Exercise task: How many lines in the records below contain the string "stream"? Case counts. Reply with the number only.

Pointing records:
---------------

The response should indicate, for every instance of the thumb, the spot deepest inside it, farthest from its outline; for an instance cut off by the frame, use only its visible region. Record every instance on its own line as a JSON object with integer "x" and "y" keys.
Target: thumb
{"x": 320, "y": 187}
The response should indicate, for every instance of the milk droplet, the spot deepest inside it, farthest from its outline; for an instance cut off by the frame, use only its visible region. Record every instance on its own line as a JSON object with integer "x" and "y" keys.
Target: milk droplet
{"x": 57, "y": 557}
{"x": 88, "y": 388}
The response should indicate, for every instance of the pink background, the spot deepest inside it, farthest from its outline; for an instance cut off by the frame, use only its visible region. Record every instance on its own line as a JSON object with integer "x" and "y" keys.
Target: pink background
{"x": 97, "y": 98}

---------------

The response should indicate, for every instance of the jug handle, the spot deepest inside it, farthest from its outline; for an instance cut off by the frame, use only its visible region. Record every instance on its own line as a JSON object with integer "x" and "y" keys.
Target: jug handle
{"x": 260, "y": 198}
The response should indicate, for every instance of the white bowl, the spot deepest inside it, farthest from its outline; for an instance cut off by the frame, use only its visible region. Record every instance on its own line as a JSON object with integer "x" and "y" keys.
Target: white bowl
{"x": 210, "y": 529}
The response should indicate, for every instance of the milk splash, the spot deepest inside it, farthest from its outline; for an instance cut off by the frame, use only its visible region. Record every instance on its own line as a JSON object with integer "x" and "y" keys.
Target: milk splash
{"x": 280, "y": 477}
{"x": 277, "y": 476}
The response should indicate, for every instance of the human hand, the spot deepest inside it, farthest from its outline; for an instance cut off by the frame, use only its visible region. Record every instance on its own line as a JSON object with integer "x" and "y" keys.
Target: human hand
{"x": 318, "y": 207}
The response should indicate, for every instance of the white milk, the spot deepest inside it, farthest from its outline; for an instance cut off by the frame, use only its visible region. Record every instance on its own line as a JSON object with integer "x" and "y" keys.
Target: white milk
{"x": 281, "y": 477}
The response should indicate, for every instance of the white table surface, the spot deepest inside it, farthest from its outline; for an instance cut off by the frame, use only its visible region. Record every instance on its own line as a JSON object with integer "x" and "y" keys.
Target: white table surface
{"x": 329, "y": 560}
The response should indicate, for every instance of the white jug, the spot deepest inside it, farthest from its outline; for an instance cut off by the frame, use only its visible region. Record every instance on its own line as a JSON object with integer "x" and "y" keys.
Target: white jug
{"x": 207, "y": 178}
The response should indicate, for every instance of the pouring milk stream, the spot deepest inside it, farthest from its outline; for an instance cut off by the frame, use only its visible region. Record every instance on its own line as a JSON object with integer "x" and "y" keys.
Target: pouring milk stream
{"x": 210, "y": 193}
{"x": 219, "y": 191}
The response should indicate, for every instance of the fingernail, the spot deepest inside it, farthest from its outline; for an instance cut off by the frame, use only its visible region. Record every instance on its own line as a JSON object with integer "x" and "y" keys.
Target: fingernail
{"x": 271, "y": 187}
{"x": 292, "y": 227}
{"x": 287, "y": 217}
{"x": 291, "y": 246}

---------------

Task result: 2